• Written exercise:
Reproduce the records from the line that contains "task | identify every instance of the blue toy" through the end, replacing "green tree" with "leafy tree" and leaving everything else unchanged.

• Source data:
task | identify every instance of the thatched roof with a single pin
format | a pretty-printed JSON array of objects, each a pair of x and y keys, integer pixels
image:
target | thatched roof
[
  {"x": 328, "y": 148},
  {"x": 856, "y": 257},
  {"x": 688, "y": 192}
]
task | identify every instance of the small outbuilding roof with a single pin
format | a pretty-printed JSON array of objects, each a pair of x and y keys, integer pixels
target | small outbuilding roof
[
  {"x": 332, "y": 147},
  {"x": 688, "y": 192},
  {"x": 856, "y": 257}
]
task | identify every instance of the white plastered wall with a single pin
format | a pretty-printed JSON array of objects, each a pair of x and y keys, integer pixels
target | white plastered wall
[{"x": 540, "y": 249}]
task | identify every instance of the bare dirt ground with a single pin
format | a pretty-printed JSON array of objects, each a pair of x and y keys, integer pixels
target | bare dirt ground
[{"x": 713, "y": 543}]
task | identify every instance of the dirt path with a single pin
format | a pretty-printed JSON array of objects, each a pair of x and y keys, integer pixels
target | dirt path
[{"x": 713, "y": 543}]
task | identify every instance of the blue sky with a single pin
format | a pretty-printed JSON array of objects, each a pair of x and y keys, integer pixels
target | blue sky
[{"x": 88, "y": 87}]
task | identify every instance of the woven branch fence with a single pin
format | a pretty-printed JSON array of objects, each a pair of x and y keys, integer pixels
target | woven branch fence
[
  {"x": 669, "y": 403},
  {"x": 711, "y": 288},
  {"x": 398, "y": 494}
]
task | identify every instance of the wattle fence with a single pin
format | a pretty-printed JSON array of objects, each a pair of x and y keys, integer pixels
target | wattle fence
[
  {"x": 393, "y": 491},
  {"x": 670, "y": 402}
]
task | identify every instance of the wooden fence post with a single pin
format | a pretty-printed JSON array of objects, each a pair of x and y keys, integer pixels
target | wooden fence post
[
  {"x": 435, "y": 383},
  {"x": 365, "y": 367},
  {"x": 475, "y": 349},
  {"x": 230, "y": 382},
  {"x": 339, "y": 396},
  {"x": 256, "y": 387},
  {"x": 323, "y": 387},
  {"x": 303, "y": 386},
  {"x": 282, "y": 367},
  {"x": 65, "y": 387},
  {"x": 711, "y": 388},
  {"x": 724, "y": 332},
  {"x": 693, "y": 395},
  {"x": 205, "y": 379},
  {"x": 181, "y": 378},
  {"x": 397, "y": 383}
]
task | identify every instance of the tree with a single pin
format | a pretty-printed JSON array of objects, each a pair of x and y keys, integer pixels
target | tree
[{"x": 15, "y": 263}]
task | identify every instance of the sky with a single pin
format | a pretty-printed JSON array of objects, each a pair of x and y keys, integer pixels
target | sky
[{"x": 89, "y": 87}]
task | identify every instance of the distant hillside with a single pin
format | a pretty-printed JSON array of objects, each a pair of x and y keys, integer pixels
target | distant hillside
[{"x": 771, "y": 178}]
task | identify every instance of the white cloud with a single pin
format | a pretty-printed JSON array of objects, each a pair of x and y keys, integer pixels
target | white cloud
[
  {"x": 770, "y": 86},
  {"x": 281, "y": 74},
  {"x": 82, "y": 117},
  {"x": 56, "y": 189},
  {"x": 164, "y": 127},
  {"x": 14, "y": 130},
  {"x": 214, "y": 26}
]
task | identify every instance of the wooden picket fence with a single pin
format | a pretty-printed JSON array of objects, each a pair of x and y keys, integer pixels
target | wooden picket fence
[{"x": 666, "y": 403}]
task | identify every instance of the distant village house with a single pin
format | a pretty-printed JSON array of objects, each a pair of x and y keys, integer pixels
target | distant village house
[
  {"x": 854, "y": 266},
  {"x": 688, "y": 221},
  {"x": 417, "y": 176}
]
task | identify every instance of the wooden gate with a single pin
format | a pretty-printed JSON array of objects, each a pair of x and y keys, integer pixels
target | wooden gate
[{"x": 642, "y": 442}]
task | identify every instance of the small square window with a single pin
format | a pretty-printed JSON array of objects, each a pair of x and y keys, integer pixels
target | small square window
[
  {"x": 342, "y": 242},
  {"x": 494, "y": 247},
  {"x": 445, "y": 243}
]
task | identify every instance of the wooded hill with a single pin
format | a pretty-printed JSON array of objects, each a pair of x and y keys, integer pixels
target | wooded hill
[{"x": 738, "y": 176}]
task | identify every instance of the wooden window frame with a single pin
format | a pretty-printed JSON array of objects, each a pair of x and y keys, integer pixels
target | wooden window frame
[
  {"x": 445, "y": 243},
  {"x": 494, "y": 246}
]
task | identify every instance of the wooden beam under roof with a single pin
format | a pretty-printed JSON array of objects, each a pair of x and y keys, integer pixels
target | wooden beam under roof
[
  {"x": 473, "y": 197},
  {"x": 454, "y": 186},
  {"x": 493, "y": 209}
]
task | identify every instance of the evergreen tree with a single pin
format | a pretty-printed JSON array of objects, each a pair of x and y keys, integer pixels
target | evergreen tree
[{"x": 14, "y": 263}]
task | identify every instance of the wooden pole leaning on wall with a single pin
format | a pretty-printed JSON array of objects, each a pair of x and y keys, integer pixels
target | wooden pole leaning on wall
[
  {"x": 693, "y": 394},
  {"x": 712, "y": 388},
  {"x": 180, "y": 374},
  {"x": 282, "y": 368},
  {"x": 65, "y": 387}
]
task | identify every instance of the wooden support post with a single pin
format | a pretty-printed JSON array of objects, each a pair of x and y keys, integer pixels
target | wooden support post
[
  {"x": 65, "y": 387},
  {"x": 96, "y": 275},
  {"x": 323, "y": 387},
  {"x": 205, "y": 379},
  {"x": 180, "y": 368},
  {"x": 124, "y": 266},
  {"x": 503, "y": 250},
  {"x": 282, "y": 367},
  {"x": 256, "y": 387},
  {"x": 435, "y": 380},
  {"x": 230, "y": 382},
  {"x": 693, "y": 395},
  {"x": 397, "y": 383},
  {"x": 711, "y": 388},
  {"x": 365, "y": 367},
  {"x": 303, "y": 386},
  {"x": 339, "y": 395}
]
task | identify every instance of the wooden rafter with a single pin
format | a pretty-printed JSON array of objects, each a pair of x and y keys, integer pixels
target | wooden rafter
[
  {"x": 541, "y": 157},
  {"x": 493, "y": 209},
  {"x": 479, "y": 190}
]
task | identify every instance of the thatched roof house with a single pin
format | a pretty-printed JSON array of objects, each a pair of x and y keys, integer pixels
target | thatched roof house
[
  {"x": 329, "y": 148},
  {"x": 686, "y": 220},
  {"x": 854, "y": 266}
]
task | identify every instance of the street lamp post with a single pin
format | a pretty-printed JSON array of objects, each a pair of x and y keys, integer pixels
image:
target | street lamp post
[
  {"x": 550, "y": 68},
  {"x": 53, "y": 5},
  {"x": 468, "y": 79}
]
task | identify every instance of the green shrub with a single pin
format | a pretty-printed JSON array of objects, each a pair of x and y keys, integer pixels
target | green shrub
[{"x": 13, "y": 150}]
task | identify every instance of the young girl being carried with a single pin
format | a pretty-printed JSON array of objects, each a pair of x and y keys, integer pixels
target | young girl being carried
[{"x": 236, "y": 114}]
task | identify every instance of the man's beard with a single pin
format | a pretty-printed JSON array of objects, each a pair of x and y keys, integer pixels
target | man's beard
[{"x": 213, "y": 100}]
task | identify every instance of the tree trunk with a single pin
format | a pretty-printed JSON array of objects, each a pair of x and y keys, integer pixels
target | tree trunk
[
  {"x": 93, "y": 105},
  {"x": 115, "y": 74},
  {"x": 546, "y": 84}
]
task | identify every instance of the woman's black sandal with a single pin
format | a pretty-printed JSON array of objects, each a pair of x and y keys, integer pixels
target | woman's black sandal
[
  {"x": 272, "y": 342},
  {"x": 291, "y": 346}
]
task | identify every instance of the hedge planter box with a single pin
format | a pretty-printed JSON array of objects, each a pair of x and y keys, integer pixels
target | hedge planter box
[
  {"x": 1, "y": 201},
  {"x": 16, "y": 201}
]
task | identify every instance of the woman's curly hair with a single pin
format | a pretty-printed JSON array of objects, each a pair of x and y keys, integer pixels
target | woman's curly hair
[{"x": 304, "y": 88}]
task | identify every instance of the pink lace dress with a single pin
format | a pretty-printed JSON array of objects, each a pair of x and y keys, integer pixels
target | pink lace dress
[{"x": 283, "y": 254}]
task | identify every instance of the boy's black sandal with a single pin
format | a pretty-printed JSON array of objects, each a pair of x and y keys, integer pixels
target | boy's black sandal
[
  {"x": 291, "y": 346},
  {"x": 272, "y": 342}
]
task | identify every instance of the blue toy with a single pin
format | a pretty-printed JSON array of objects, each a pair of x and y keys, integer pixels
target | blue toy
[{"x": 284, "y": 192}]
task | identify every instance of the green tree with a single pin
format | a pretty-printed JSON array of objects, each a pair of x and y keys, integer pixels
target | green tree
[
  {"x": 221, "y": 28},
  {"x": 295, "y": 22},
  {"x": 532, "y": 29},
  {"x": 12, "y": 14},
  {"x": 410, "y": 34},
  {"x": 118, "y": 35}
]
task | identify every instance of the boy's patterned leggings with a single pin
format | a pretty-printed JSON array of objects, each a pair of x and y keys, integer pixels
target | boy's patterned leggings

• Answer for this exercise:
task | identify every instance of the blue toy with a single pin
format | a pretty-printed JSON array of objects, each a pair of x and y keys, integer pixels
target | blue toy
[{"x": 284, "y": 192}]
task | identify every instance of the leafy tree with a single pin
format | a pretty-printed JSON array of objects, each a pair of x and y keys, integer pixels
target | leafy tree
[
  {"x": 221, "y": 28},
  {"x": 295, "y": 22},
  {"x": 532, "y": 29},
  {"x": 12, "y": 14},
  {"x": 410, "y": 34},
  {"x": 118, "y": 35}
]
task | identify every instance of the boy's patterned leggings with a single pin
format | a pretty-printed JSON array of objects, each a pair of x and y keys, integer pixels
target | boy's patterned leggings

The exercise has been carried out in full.